页面文本:
#####

SPOJ4491. Primes in GCD Table(gcd(a,b)=d素数,(1<=a<=n,1<=b<=m))加强版

SPOJ4491. Primes in GCD Table

 

Problem code: PGCD

 

Johnny has created a table which encodes the results of some operation -- a function of two arguments. But instead of a boring multiplication table of the sort you learn by heart at prep-school, he has created a GCD (greatest common divisor) table! So he now has a table (of height a and width b), indexed from (1,1) to (a,b), and with the value of field (i,j) equal to gcd(i,j). He wants to know how many times he has used prime numbers when writing the table.

Input

First, t ≤ 10, the number of test cases. Each test case consists of two integers, 1 ≤ a,b < 107.

Output

For each test case write one number - the number of prime numbers Johnny wrote in that test case.

Example

Input:
2
10 10
100 100
Output:
30
2791
 
 
 

 

 

 


一样的题,只不过 GCD(x,y) = 素数 .  1<=x<=a ; 1<=y<=b;

链接:http://www.spoj.com/problems/PGCD/ 

转载请注明出处:寻找&星空の孩子

 

详解:http://download.csdn.net/detail/u010579068/9034969

 

 

 

#include<stdio.h>
#include<string.h>
#include<algorithm>
using namespace std;

const int maxn=1e7+5;
typedef long long LL;
LL pri[maxn],pnum;
LL mu[maxn];
LL g[maxn];
LL sum[maxn];
bool vis[maxn];

void mobius(int N)

#####

数据条目:
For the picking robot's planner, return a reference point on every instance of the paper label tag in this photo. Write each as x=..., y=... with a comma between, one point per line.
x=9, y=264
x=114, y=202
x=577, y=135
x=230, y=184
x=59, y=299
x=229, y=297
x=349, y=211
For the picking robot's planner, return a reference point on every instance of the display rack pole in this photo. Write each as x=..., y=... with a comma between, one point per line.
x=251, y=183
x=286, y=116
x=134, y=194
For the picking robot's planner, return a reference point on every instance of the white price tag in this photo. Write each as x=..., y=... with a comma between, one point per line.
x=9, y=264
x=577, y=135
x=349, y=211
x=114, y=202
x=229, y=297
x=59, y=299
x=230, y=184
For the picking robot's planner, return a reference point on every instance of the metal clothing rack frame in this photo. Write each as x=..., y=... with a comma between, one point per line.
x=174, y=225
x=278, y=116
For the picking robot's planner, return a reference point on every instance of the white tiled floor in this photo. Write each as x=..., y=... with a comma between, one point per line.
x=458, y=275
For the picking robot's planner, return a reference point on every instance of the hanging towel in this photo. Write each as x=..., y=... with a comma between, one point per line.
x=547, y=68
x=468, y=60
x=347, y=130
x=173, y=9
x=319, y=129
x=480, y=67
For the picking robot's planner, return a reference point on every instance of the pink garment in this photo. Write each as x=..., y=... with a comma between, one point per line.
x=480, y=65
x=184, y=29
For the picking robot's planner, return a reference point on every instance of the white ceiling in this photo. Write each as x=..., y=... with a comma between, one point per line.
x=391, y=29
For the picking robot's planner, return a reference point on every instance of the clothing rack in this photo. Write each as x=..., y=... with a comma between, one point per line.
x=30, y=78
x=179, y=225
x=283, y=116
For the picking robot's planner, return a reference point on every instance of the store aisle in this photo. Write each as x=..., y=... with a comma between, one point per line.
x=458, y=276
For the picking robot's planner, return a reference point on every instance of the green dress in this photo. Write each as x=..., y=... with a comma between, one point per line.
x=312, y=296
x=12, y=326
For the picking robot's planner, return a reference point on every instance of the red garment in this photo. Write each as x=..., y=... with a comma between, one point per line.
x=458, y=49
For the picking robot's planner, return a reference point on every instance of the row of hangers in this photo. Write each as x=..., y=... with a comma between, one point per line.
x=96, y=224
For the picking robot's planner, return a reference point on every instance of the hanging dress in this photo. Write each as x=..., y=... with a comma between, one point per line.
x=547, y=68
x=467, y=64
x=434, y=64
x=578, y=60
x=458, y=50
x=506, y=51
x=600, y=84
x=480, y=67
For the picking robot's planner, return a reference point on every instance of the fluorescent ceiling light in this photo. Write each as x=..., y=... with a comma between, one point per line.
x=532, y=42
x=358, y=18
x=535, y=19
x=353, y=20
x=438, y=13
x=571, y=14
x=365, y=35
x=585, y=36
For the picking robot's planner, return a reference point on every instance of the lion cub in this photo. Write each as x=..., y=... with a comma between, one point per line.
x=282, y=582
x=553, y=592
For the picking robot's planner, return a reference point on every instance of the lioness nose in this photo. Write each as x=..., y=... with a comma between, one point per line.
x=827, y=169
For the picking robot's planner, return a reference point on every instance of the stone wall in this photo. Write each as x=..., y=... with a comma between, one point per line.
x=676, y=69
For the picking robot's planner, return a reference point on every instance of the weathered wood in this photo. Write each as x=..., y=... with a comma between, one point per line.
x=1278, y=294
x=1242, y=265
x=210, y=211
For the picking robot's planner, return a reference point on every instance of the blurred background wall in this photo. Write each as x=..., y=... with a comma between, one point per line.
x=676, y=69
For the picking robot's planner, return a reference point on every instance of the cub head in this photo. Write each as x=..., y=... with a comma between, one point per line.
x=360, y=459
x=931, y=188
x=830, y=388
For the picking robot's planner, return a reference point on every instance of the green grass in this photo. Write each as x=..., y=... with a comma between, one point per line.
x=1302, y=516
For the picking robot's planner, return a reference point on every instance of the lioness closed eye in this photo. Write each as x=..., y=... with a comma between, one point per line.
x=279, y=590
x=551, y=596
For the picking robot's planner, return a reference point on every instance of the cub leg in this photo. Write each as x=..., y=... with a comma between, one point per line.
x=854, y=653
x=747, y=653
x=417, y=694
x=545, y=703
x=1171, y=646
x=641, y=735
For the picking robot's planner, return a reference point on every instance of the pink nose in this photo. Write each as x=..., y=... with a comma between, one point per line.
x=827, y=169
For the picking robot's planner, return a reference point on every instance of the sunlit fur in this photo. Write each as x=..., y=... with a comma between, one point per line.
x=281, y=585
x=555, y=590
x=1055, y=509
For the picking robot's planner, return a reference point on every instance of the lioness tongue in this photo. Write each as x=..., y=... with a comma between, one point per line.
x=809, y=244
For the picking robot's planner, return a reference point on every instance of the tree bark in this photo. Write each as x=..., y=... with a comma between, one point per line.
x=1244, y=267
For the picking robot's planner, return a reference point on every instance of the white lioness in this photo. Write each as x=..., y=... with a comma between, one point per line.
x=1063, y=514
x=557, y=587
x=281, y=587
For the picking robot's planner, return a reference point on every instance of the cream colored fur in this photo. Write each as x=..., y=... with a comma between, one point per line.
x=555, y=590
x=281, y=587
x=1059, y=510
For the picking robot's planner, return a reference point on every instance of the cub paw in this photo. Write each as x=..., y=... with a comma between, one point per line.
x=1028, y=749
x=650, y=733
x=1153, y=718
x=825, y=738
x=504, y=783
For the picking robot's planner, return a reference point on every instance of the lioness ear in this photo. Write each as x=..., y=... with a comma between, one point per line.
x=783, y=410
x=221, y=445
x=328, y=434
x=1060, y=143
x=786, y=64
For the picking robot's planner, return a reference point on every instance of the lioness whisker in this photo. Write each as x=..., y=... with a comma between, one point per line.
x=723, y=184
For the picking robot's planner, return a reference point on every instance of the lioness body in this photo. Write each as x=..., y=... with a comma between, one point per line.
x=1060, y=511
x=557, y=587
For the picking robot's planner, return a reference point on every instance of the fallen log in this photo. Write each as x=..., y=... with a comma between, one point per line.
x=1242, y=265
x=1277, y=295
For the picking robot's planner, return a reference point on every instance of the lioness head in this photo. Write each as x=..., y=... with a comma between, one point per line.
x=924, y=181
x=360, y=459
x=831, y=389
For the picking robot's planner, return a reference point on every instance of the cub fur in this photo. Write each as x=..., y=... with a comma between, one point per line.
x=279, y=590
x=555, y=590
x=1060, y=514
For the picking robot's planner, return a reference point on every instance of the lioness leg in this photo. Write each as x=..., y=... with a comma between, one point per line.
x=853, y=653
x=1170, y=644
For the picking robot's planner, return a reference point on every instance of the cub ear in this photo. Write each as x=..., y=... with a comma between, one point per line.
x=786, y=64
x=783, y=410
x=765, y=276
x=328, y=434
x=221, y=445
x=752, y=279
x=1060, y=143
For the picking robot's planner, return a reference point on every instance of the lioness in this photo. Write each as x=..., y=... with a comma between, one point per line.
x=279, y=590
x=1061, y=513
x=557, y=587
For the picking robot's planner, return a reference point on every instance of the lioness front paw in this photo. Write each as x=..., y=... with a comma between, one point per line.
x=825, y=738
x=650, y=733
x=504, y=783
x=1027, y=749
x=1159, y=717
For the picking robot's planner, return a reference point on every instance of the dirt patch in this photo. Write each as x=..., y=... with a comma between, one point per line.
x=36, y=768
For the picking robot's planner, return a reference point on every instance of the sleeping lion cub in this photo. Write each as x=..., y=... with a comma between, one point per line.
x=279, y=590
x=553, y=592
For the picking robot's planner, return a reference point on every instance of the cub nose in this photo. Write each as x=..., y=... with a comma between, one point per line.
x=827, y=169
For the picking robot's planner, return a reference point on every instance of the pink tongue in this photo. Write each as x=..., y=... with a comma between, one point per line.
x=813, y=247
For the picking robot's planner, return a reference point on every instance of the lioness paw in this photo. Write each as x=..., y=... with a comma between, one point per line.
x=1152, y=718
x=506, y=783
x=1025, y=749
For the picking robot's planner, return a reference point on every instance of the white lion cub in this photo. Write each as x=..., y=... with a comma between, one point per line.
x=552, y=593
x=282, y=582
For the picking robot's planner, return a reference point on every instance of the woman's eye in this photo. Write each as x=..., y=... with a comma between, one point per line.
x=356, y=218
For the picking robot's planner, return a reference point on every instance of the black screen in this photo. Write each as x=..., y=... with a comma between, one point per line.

#####

给定任务 1: 在页面文本中，从“#include<stdio.h>”开始，到“void mobius(int N)”结束，将这一部分原样抄写出来。
给定任务 2: 把页面文本中的句子“He wants to know how many times he has used prime numbers when writing the table.”译成中文。
这些行与本题无关。

最终答案 1:
#include<stdio.h>
#include<string.h>
#include<algorithm>
using namespace std;

const int maxn=1e7+5;
typedef long long LL;
LL pri[maxn],pnum;
LL mu[maxn];
LL g[maxn];
LL sum[maxn];
bool vis[maxn];

void mobius(int N)

最终答案 2: 他想知道自己在写这张表时用了多少次素数。